Data to use>
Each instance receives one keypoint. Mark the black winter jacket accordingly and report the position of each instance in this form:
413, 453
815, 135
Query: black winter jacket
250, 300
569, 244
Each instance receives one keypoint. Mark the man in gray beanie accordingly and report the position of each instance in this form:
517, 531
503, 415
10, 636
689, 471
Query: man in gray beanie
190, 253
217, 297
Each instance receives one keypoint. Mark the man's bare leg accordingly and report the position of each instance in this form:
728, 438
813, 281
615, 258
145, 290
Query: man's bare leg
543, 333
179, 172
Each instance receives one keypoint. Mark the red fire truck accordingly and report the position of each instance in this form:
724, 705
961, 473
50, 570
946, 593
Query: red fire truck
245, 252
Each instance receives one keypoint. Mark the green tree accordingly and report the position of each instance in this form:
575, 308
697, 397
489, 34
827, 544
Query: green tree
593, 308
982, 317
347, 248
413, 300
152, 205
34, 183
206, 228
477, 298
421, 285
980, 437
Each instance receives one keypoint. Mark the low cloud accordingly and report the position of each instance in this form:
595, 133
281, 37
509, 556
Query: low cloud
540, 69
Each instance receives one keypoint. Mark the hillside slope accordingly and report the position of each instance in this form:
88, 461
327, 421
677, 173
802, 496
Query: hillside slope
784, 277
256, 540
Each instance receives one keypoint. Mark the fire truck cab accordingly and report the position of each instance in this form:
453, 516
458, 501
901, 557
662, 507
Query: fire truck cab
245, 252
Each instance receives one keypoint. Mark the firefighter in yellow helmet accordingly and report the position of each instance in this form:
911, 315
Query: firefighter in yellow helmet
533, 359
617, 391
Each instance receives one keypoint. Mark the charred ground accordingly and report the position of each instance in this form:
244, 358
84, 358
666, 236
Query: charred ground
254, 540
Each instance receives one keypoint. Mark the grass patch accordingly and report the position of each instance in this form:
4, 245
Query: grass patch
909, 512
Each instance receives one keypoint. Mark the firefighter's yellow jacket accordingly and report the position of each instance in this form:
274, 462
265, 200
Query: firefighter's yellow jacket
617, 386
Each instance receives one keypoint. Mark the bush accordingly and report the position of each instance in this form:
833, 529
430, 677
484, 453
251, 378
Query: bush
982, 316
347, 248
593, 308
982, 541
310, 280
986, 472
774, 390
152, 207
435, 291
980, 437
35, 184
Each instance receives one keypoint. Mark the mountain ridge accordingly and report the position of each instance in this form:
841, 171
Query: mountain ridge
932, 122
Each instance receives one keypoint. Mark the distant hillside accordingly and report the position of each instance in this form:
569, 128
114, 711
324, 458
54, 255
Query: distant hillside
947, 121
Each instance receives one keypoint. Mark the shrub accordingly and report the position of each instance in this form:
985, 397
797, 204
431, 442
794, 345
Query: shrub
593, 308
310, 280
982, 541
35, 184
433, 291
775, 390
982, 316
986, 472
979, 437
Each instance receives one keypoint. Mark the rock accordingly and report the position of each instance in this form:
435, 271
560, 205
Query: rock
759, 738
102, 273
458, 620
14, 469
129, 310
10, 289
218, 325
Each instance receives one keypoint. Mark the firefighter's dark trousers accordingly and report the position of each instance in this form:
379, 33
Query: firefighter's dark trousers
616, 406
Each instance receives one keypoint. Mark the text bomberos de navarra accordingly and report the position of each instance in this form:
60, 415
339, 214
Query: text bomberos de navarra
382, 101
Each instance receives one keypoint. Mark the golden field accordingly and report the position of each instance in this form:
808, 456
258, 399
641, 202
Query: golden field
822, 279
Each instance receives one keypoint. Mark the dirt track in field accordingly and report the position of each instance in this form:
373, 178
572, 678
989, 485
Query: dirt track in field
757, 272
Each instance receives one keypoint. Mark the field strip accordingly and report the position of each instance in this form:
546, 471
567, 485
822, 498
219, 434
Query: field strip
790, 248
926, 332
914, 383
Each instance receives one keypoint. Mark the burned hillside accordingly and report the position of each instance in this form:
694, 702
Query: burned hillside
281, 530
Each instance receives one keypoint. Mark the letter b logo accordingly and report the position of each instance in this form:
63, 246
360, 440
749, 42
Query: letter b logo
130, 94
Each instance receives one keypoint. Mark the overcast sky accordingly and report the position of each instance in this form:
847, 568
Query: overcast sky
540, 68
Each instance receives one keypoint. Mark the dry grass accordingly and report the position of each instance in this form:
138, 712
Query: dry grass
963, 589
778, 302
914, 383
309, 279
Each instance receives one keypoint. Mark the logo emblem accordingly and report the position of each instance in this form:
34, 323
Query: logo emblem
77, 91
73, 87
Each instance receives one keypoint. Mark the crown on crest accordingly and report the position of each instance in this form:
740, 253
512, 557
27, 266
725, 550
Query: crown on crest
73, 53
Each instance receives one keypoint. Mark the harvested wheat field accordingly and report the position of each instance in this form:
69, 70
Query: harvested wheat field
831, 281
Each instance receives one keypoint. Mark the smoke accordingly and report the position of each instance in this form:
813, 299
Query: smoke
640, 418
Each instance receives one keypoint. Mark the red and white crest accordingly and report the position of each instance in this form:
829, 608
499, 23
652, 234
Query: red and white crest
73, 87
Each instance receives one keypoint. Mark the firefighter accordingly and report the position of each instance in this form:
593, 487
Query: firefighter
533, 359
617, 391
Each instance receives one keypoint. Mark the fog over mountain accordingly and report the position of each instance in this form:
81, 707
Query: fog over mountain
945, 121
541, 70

Problem statement> Return all of the data above line for line, with no changes.

Solution to the exercise>
Each instance receives one keypoint. Mark the black winter jacket accordingly and report the position of each instance in this form:
413, 453
815, 135
Query: black winter jacket
250, 300
569, 244
Each instance receives one keypoint. Mark the man in gray beanie accordingly and report the position of each instance in this form:
517, 531
503, 415
10, 636
689, 471
Query: man in gray beanie
190, 253
217, 297
Each instance receives one keypoint. Mark the man's bare leg accordingly and report the position of each instance in this form:
728, 438
813, 281
615, 258
145, 290
Query: man's bare leg
543, 333
179, 172
Each instance receives one keypoint. Mark the red fire truck accordingly and report the position of each instance in this form:
724, 705
961, 473
50, 570
946, 593
Query: red fire truck
245, 252
Each instance receives one keypoint. Mark the green tree accordingly and report the position of each instance in this form:
575, 308
697, 397
489, 34
827, 544
Query: green tree
593, 308
982, 317
347, 248
413, 300
152, 205
34, 183
206, 228
477, 298
421, 285
980, 437
Each instance receives one keypoint. Mark the low cloud accordingly and report the position of each instance in this form:
595, 133
281, 37
509, 556
Query: low cloud
540, 69
Each instance receives one keypoint. Mark the hillside slope accordingly and report the position of each instance in this form:
88, 461
327, 421
677, 173
802, 496
Query: hillside slope
784, 277
256, 540
Each instance receives one keypoint. Mark the fire truck cab accordingly and report the position of each instance in this form:
453, 516
458, 501
901, 557
662, 507
Query: fire truck cab
245, 252
Each instance receives one keypoint. Mark the firefighter in yellow helmet accordingly and report the position of each instance in this form:
911, 315
Query: firefighter in yellow helmet
533, 359
617, 391
Each instance receives one keypoint. Mark the charred ground accordingly and report the position of each instance in this form:
244, 358
84, 358
666, 236
Query: charred ground
254, 540
Each instance receives one keypoint. Mark the grass patch accordingly and report the position of each instance in this form:
4, 245
Query: grass patch
909, 512
Each instance receives one keypoint. Mark the firefighter's yellow jacket accordingly and report the position of each instance in this form:
274, 462
265, 200
Query: firefighter's yellow jacket
617, 386
Each instance receives one keypoint. Mark the bush accordingly and report the position of each instance in this form:
833, 529
430, 677
484, 453
251, 378
Query: bush
982, 316
347, 248
593, 308
982, 541
310, 280
986, 472
774, 390
152, 207
435, 291
980, 437
35, 184
Each instance receives one keypoint. Mark the mountain ridge accordingly and report the position of each instance in this form:
841, 171
Query: mountain ridge
932, 122
Each instance receives one keypoint. Mark the distant hillside accordingly and report the position of each instance in this form:
569, 128
114, 711
324, 458
54, 255
Query: distant hillside
947, 121
Each instance receives one keypoint. Mark the shrub accordingly and report the position of each instance in this form:
985, 397
797, 204
431, 442
794, 345
Query: shrub
593, 308
310, 280
982, 541
35, 184
433, 291
775, 390
982, 316
986, 472
979, 437
Each instance receives one keypoint. Mark the rock accordingly and report the position of each instance in this form:
435, 271
560, 205
Query: rock
759, 738
102, 273
458, 620
14, 469
129, 310
10, 289
218, 325
Each instance receives one keypoint. Mark the firefighter's dark trousers accordingly and report the position of each instance in this form:
379, 33
Query: firefighter's dark trousers
616, 406
Each instance receives one keypoint. Mark the text bomberos de navarra accordingly and report the position of each instance in this form:
60, 415
339, 214
Query: text bomberos de navarra
382, 101
Each instance receives one keypoint. Mark the golden field accordingly and report the position of each instance in this form:
808, 456
258, 399
641, 202
Query: golden field
822, 279
Each instance receives one keypoint. Mark the dirt track in field accordingly and report the position of each instance in this form:
373, 178
572, 678
989, 485
Query: dirt track in field
757, 272
Each instance receives one keypoint. Mark the field strip accordingly and report the position of each instance in this form:
546, 471
567, 485
822, 498
219, 434
Query: field strip
790, 248
926, 332
914, 383
Each instance receives one keypoint. Mark the burned hillside accordingly and report the position of each instance in this form:
694, 702
Query: burned hillside
281, 530
Each instance receives one keypoint. Mark the letter b logo accordingly and report the position of each instance in this form:
63, 246
360, 440
749, 42
Query: letter b logo
130, 94
Each instance receives one keypoint. Mark the overcast sky accordingly and report the position of each instance in this form:
847, 568
Query: overcast sky
540, 68
Each instance receives one keypoint. Mark the dry grass accordingly and report the position of each instance in this form:
138, 712
Query: dry grass
963, 589
778, 302
914, 383
309, 279
Each instance receives one keypoint. Mark the logo emblem accordingly and report the position of each instance in this form:
34, 323
Query: logo emblem
77, 91
73, 87
Each instance receives one keypoint. Mark the crown on crest accordingly and report the position of each instance in this form:
740, 253
512, 557
27, 266
725, 550
Query: crown on crest
73, 53
Each instance receives one keypoint. Mark the harvested wheat field accordingly and report the position of each instance in this form:
69, 70
Query: harvested wheat field
831, 281
Each instance receives one keypoint. Mark the smoke accordingly and report the position of each instance in this form:
813, 299
Query: smoke
640, 418
Each instance receives one keypoint. Mark the red and white crest accordingly and report the position of each instance in this form:
829, 608
499, 23
652, 234
Query: red and white crest
73, 87
Each instance receives one keypoint. Mark the firefighter accordingly and report the position of each instance in this form:
593, 487
Query: firefighter
533, 359
617, 391
Each instance receives one keypoint. Mark the fog over mountain accordingly and report the position of each instance in this form:
81, 707
Query: fog over mountain
945, 121
541, 70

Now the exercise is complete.